TASK MATERIAL >>
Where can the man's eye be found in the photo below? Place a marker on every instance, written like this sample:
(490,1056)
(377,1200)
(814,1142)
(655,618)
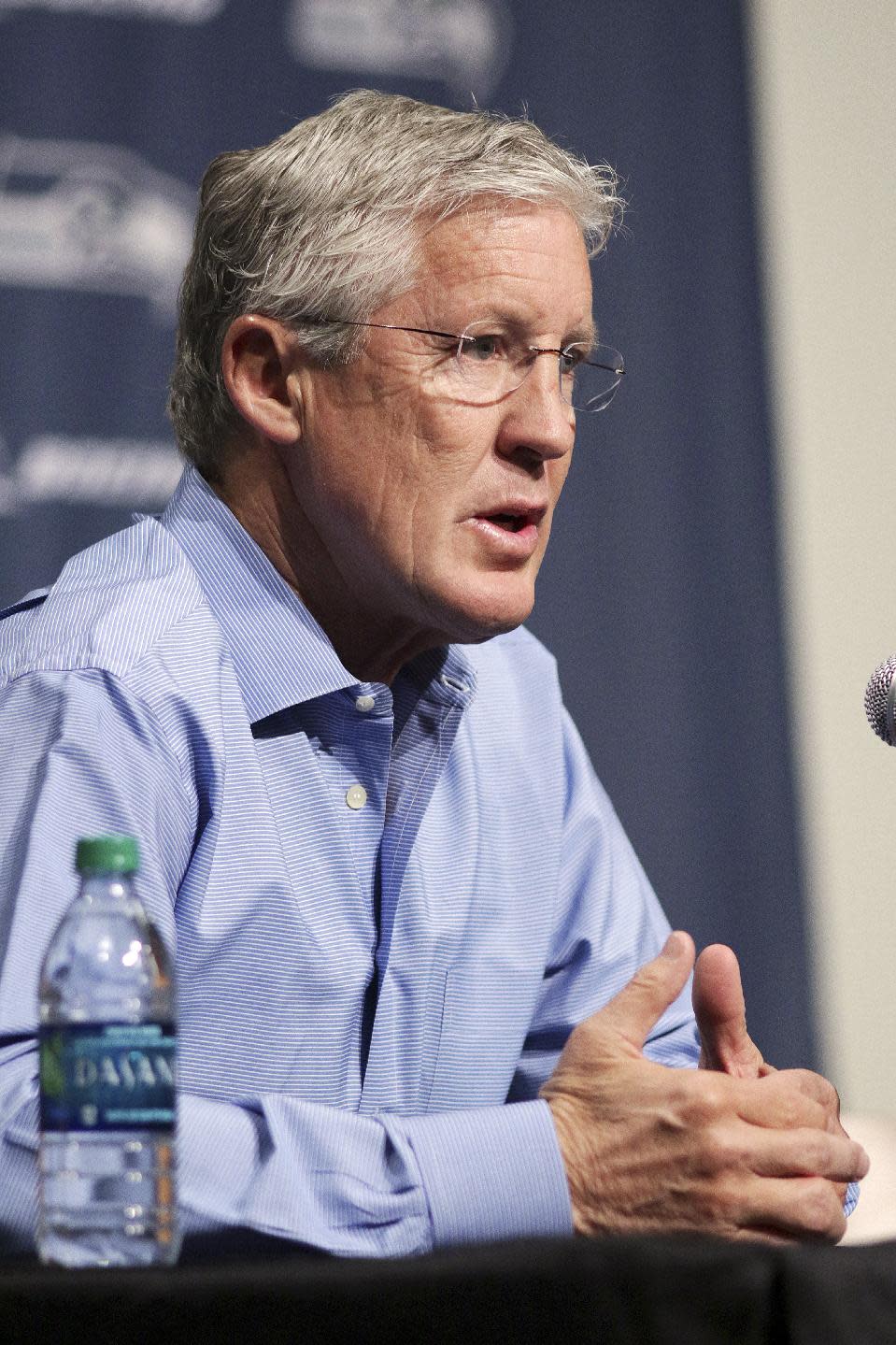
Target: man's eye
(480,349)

* * *

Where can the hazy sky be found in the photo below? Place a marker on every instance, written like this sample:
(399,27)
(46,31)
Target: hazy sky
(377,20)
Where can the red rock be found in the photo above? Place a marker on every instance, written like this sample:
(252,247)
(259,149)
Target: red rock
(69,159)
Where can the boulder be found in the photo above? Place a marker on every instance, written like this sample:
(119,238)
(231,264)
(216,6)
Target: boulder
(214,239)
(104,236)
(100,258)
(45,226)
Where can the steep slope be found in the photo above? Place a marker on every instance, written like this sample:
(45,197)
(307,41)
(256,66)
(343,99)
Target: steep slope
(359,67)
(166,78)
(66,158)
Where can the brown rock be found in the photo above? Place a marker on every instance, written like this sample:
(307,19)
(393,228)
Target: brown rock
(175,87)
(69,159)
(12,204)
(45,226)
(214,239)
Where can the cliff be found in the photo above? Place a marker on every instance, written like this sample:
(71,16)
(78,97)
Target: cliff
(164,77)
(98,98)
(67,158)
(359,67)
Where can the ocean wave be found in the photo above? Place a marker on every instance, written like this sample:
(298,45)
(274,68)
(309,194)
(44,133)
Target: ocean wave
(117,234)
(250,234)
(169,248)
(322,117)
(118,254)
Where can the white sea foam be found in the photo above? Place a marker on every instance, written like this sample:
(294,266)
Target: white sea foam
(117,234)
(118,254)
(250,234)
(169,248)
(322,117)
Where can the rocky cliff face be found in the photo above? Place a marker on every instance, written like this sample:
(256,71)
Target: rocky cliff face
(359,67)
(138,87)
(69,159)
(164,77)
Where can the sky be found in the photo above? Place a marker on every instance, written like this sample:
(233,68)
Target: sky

OBJECTIVE >>
Give the records as a Markdown table with the columns Row and Line, omitting blank lines. Begin at the line that contains "Where can the boulder" and stop after the line that contains "Target: sky".

ANSWER TO THIS PROBLEM >>
| Row | Line |
|---|---|
| 1 | Where can the boulder be found in the photo above? Place a marker on every instance, written like this sample: |
| 2 | (119,238) |
| 3 | (231,264) |
| 4 | (216,6) |
| 5 | Target: boulder |
| 6 | (214,239) |
| 7 | (104,236) |
| 8 | (100,258) |
| 9 | (45,226) |
| 10 | Where can the steep slope be found in the photo above? Place a marker on every instance, written like this sample: |
| 11 | (45,197) |
| 12 | (307,41) |
| 13 | (256,66) |
| 14 | (343,99) |
| 15 | Target: steep slope |
| 16 | (359,67) |
| 17 | (166,78) |
| 18 | (66,158) |
| 19 | Where can the brown rock be found in the photo above? Place a marker on every instance, written like this sample: |
| 20 | (307,19) |
| 21 | (393,228) |
| 22 | Target: brown rock |
| 23 | (175,87) |
| 24 | (69,159) |
| 25 | (12,204) |
| 26 | (45,226) |
| 27 | (214,239) |
| 28 | Where can the cliff be found in the photo above? Place a marker on every instance, written like this sample: |
| 29 | (71,16) |
| 30 | (78,97) |
| 31 | Target: cliff |
| 32 | (164,77) |
| 33 | (98,98) |
| 34 | (67,158) |
| 35 | (359,67) |
| 36 | Where can the ocean wave be found in the photo above? Place a marker on every instance, written like this sample: |
| 37 | (298,45) |
| 38 | (274,68) |
| 39 | (309,194) |
| 40 | (44,133) |
| 41 | Target: ocean wave |
| 42 | (117,234) |
| 43 | (250,234) |
| 44 | (169,248) |
| 45 | (322,117) |
| 46 | (118,254) |
| 47 | Where can the white sea foam be found in the photo above? Place a marker on every instance, written like this sample: |
| 48 | (294,266) |
| 49 | Target: white sea foam |
| 50 | (117,234) |
| 51 | (118,254) |
| 52 | (250,234) |
| 53 | (169,248) |
| 54 | (322,117) |
| 55 | Where can the rocky cliff face be found in the photo above? Place a marker on every instance, written like this sample: |
| 56 | (256,71) |
| 57 | Target: rocky cliff face |
| 58 | (359,67) |
| 59 | (138,87) |
| 60 | (69,159) |
| 61 | (164,77) |
| 62 | Where can the sky be found in the photo above? Place a marker on every instance, written like this sample: |
| 63 | (233,68) |
| 64 | Target: sky |